• _STATED GOAL_:
Which lines in the listing below contain the string "door" with the same letter case? Pick out each of those lines and copy it.

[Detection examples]

·····

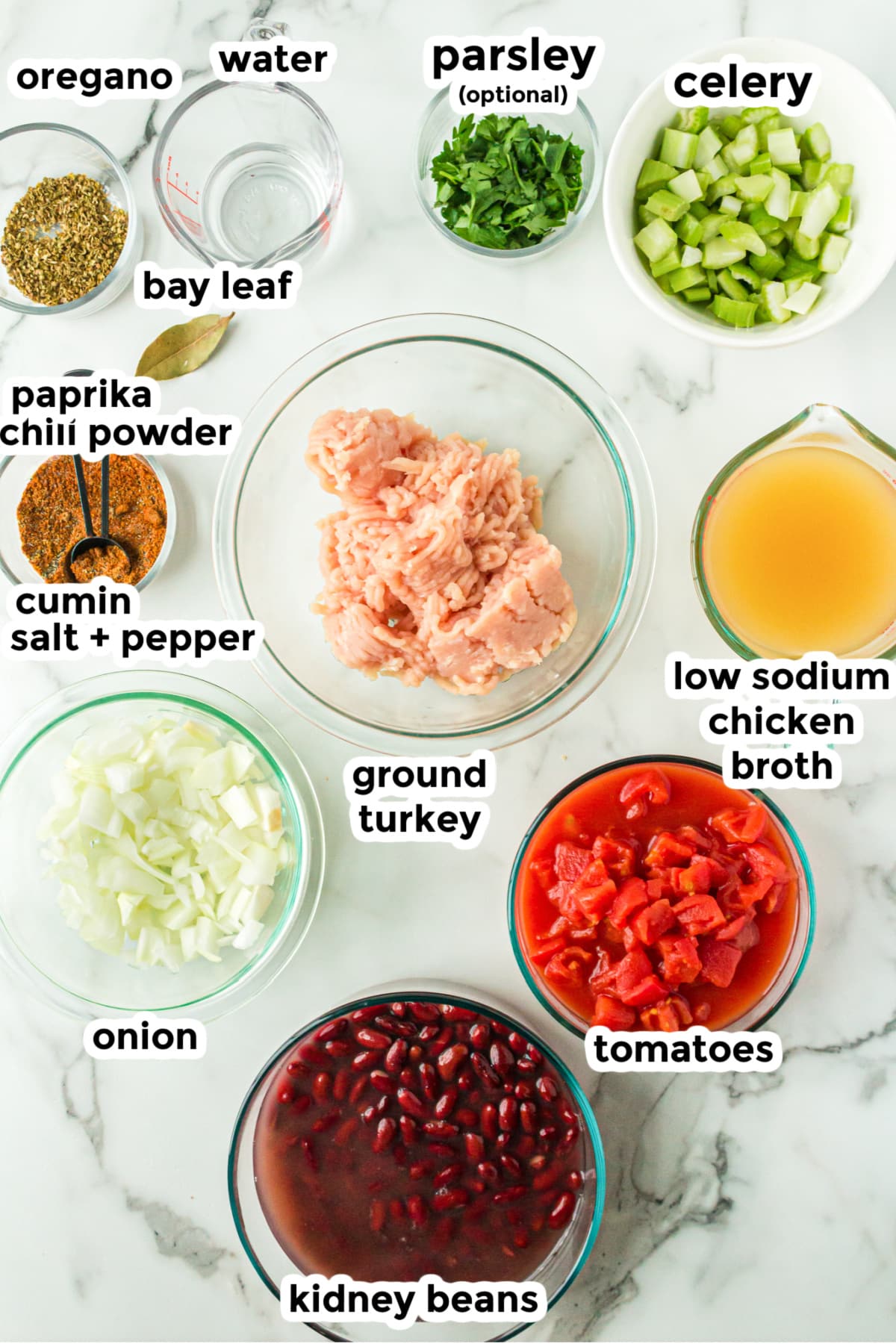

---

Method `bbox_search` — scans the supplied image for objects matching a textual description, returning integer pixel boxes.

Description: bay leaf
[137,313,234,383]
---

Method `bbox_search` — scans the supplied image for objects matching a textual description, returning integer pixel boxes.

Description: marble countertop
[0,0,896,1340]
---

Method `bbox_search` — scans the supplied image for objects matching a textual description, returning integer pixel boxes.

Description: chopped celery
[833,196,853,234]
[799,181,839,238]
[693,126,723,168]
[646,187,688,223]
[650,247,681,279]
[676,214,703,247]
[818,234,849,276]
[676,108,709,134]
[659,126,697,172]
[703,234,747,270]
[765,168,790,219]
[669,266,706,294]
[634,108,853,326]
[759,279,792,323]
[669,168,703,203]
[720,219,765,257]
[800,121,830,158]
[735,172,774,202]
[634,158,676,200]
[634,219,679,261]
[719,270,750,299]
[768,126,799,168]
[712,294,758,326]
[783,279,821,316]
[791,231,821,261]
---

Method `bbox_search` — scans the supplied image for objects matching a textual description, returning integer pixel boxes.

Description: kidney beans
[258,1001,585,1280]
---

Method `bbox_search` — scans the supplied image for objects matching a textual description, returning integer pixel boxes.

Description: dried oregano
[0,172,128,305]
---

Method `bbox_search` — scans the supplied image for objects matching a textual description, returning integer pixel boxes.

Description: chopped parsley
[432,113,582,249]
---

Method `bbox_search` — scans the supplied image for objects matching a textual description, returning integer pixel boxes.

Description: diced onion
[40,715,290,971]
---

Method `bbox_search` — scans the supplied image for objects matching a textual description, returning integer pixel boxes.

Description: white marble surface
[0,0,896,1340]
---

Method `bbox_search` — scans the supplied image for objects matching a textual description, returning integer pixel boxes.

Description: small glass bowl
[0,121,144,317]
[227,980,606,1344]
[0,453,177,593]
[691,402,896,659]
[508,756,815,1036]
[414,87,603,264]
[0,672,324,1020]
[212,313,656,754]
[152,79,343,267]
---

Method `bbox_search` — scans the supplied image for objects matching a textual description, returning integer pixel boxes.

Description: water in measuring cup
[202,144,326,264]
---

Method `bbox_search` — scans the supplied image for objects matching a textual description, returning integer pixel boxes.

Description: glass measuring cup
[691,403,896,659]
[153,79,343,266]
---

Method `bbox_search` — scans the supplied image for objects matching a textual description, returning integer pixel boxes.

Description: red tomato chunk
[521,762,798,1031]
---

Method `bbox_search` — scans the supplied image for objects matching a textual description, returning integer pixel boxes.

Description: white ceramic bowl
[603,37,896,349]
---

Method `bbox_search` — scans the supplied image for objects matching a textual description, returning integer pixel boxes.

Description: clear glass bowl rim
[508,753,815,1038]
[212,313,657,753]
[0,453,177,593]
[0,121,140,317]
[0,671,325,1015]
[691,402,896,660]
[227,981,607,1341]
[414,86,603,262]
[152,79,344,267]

·····

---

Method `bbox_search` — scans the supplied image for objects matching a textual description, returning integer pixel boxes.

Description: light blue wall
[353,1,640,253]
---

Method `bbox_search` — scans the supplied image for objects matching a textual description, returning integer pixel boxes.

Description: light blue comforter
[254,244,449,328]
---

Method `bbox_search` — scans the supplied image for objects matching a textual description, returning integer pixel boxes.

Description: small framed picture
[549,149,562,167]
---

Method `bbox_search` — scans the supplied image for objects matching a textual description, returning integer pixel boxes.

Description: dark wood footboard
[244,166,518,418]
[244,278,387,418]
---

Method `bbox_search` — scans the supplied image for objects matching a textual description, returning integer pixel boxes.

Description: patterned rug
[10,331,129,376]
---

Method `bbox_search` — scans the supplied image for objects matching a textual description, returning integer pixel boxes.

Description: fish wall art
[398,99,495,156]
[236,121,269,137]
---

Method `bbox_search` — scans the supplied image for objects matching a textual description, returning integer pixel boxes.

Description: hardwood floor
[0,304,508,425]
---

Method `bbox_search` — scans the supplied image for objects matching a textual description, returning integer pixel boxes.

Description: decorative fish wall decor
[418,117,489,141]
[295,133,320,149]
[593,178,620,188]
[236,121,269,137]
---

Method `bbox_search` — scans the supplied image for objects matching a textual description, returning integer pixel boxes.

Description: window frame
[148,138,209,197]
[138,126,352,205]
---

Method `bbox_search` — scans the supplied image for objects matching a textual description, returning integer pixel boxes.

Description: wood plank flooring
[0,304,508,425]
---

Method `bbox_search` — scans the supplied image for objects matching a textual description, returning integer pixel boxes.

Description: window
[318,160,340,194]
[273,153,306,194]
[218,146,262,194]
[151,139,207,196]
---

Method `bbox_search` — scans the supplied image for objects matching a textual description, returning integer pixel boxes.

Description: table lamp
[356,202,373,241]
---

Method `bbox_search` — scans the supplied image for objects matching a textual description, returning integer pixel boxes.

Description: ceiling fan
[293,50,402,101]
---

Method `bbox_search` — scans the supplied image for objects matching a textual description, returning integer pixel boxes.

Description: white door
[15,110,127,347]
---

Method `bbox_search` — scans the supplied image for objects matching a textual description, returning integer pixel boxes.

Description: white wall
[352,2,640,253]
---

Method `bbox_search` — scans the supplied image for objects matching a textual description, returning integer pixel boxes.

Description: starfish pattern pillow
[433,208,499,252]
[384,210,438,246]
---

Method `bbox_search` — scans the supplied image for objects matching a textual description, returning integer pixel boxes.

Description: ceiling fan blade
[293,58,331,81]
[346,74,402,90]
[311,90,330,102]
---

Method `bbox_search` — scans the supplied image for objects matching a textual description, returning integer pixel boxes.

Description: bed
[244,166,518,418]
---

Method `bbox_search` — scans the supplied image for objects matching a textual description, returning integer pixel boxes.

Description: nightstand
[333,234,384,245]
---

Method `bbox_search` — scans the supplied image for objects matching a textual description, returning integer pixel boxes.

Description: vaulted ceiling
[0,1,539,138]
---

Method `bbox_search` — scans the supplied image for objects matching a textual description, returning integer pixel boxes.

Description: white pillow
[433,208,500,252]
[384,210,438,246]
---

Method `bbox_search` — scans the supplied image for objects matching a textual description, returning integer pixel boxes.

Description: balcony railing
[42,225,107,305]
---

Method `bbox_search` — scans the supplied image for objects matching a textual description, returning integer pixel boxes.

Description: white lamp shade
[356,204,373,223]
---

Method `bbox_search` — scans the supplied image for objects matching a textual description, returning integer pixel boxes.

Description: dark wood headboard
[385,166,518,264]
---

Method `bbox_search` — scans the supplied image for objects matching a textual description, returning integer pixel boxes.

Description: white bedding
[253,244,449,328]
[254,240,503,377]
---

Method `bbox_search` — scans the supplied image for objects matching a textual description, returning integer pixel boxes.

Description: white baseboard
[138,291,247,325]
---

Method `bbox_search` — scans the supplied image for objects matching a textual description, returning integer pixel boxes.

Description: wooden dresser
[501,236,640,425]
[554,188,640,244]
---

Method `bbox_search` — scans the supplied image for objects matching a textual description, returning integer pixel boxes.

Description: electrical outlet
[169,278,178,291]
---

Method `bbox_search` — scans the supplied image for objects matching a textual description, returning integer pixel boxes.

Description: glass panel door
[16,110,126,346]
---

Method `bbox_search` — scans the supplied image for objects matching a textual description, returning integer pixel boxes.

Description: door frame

·····

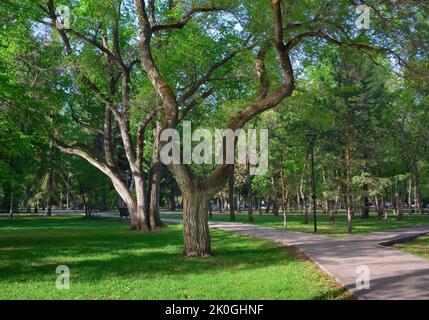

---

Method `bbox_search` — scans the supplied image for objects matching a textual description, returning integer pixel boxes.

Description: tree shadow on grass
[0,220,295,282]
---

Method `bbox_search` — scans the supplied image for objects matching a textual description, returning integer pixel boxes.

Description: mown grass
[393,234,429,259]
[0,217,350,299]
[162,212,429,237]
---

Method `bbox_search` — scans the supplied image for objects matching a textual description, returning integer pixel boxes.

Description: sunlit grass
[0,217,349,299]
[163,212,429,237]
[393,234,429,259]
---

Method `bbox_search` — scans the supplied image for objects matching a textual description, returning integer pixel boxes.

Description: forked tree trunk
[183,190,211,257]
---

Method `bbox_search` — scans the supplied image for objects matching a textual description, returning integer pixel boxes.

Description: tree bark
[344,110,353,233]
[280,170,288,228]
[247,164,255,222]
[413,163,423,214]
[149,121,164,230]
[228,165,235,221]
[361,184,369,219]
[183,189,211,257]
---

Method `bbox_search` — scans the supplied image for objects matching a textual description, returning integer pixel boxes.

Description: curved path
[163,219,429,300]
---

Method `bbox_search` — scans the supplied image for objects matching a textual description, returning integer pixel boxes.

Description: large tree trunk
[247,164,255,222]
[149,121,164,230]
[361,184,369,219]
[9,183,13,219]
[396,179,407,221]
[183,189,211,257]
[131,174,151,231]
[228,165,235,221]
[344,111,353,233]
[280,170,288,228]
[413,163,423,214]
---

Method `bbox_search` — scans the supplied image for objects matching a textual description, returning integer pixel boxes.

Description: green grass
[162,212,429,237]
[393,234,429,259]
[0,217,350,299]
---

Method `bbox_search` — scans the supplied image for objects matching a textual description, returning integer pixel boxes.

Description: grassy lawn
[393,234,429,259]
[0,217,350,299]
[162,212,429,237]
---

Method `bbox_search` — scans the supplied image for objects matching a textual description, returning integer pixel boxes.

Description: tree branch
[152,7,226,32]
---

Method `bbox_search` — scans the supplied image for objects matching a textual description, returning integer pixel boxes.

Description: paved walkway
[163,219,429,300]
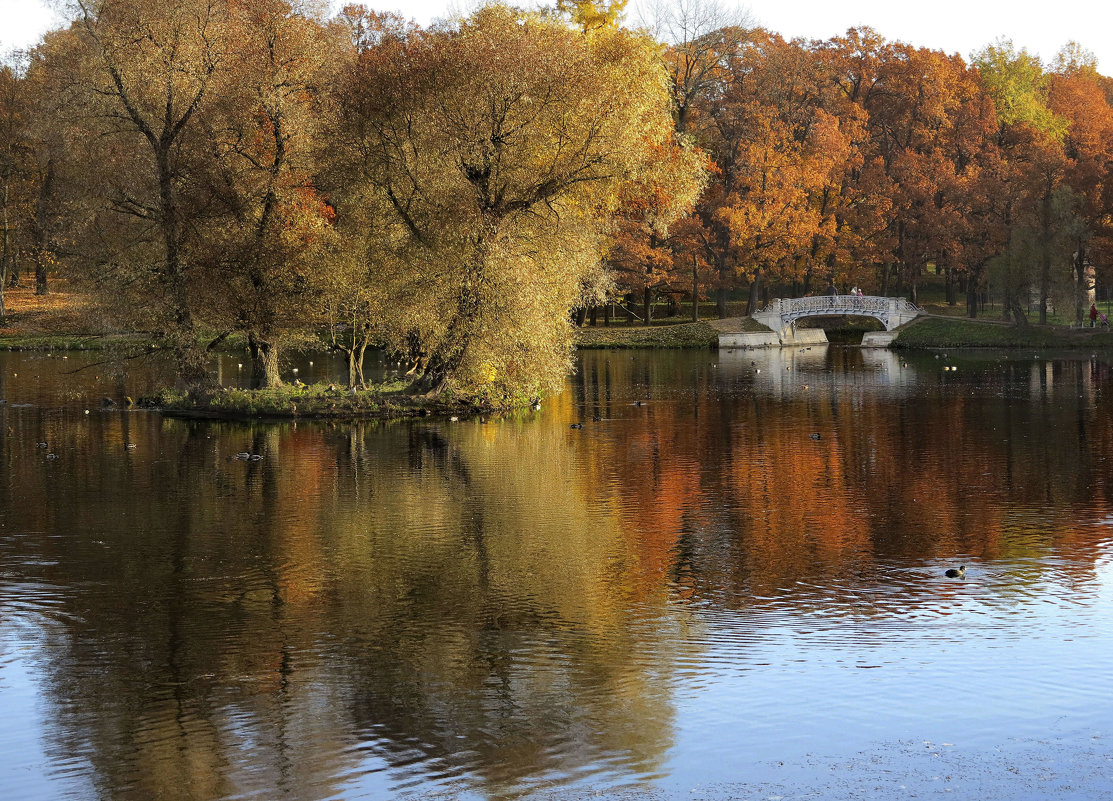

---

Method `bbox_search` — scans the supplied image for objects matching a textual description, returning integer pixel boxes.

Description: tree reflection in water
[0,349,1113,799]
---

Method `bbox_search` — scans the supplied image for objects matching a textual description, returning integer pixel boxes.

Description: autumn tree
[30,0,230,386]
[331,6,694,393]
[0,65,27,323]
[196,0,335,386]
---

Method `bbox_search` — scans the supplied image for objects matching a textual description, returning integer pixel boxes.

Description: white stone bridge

·····

• _RESULT FOR THIS TASK_:
Description: white door
Description: glass panel door
Description: door frame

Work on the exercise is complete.